■ **Extract provided**:
The 'oo' I would say is in question, as it isn't all that common and is formed by rounding one's lips.

Hopefully a linguist or an ear nose and throat man will be along to correct me.

ltfire
11-07-2003, 05:17 PM
When my dog sneezes, a surprisingly human sound, my wife and I always say 'God bless you'..and the dog barks, without fail. :)

Sinungaling
11-07-2003, 06:03 PM
Moo, (what an appropriate name), if you're simply saying that an involuntary inhalation followed immediately by an explosive exhalation produces similar sounds in different people, then yes, I agree with you. However, if you're saying that "achoo," that specific combination of sounds, is universally produced by people that sneeze, then I would have to disagree.

From the example I gave, instead of the "ch" (can you represent IPA on this board?) sound, Filipinos use "sh." Also notice that instead of an "oo" sound, there is instead "i," which you mentioned anyway. I've actually heard people say "hatsing!" when sneezing. Notice that the final nasal is not represented in the English sound, though the French apparently hear it.

In fact, my brother doesn't go achoo or hatsing, he actually says "gwapo ko!" when he sneezes (it's a rather silly joke in Filipino). Me, I just go "ha-ahh!"

Oh, and the Japanese represent the sound as "hakushon!"

alimarx
11-07-2003, 06:29 PM
An old cow-orker of mine literally, and very distinctly said "Ah-choo" when she sneezed. It wasn't very plosive or productive at all. She just said in a speaking tone and volume level, "Ah-choo".

Terminus Est
11-07-2003, 06:38 PM
My dad forgoes the "choo" and simply sneezes in an explosive "AAAAAAAAAAAAA!"

Moo the Magic Cow
11-07-2003, 09:10 PM
if you're simply saying that an involuntary inhalation followed immediately by an explosive exhalation produces similar sounds in different people, then yes, I agree with you. However, if you're saying that "achoo," that specific combination of sounds, is universally produced by people that sneeze, then I would have to disagree.

It was the first one. I did mention there is a "WIDE variety of sneezes." No sneeze sounds precisely the same, but most have a similar sound. That's why you notice when someone has a very peculiar sounding sneeze.

VernWinterbottom
11-08-2003, 09:29 AM
Originally posted by alimarx
An old cow-orker of mine literally, and very distinctly said "Ah-choo" when she sneezed.

And I'd have expected an old cow-orker to say moo. . .

■ **Provided information**:
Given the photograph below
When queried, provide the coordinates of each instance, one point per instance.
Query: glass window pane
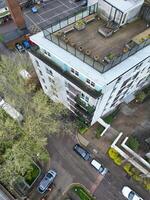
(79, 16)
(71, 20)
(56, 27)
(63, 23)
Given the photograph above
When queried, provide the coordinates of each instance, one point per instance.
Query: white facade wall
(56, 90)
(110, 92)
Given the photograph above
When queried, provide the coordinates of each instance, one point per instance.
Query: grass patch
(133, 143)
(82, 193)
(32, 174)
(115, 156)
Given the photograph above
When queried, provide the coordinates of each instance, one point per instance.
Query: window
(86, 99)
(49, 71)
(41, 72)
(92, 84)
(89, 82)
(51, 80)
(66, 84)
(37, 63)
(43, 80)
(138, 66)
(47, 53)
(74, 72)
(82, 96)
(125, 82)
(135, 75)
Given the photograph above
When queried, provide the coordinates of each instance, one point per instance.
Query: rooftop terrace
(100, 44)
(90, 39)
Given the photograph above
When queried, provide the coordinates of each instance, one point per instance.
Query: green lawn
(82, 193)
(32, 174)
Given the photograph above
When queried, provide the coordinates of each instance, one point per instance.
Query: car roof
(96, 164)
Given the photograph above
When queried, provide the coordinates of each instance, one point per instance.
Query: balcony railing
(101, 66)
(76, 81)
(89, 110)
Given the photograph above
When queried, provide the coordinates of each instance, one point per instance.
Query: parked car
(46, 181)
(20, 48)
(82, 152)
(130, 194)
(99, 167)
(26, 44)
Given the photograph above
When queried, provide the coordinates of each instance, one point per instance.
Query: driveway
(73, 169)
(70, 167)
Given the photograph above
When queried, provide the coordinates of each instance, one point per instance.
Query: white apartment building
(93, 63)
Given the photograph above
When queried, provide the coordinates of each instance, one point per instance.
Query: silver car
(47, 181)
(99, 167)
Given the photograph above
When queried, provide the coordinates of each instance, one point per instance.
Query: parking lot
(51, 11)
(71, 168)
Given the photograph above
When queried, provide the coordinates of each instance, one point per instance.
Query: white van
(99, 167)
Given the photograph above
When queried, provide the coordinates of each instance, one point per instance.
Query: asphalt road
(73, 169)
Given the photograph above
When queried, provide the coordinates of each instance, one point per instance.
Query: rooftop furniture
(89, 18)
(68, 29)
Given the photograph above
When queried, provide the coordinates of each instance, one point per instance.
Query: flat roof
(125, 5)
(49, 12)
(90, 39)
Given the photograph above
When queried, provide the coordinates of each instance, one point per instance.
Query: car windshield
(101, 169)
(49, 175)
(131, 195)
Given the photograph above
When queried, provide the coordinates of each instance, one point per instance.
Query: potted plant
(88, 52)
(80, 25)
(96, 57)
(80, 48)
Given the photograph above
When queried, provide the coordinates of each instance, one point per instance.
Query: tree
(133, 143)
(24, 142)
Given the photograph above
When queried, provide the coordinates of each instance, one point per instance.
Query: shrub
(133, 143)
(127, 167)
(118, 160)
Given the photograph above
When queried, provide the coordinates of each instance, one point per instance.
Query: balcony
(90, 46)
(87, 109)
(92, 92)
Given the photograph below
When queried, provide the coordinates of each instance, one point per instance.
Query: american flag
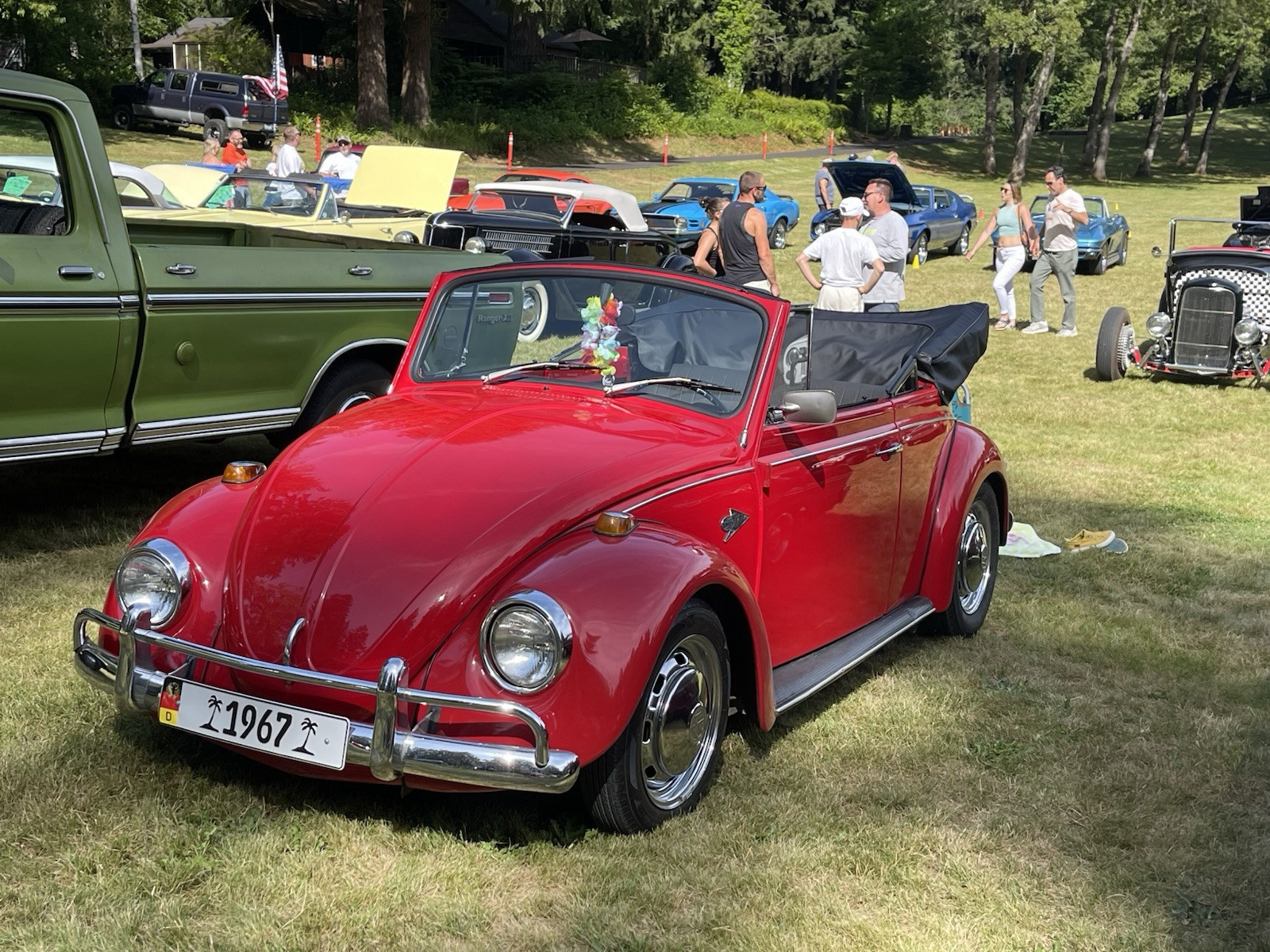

■ **Required actions**:
1. Write out everything in the forum thread about sneeze sounds from "Moo the Magic" down to "peculiar sounding sneeze.".
2. Write what comes next in the forum thread about sneeze sounds.

■ **Responses in order**:
1.
Moo the Magic Cow
11-07-2003, 09:10 PM
if you're simply saying that an involuntary inhalation followed immediately by an explosive exhalation produces similar sounds in different people, then yes, I agree with you. However, if you're saying that "achoo," that specific combination of sounds, is universally produced by people that sneeze, then I would have to disagree.

It was the first one. I did mention there is a "WIDE variety of sneezes." No sneeze sounds precisely the same, but most have a similar sound. That's why you notice when someone has a very peculiar sounding sneeze.

2.
jjimm
11-08-2003, 09:56 AM
I can't believe I'm doing this*, but I'm sitting here with a pepper pot, all in the name of research.

OK, just made myself sneeze like a bastard. Here's my theory - the "ch" is actually a habitual attempt at suppression. Next time you sneeze, try not to put your tongue to your teeth - "AAAAAUUUUUUUU[GH]UUUUUUUU" is the sound it makes - the [GH] is an unaspirated scrape of the larynx - but it makes a terrible mess too... So as kids we're taught - or teach ourselves - the habit of suppressing it in order not to spray everywhere. If we were from a culture that didn't care about hygiene or sprayed mucus, we'd sneeze with a fully open throat and mouth, and wouldn't say "atchoo" at all.

*I suppose it's only fair, seeing as I got people to stick their wedding rings up their noses...

gypsymoth3
11-08-2003, 02:41 PM
when i was in elementary school, someone suggested to say "watermelon" to prevent a sneeze by somehow releasing pressure without an actual sneeze. but this only works if you get the perfect timing.

JRootabega
11-08-2003, 02:57 PM
When I sneeze if I don't block it with the "ch", it hurts my throat, because it is too forceful, like a scream. Plus, it doesn't really get into the nose, which is a purpose of the sneeze.

So I think the "ch" is to concentrate the sneeze up through the nose, while easing the strain on the throat. It is not a total block because otherwise the pressure buildup in the sinuses would be too great -- the mouth is the safety valve.

Dogface
11-10-2003, 10:17 AM
"Tschi"--that's my sneezes, very harsh, loud, and "Slavic-sounding". No "Ah" at all. They're almost always very sudden and I've pulled shoulder muscles sometimes from sneezing.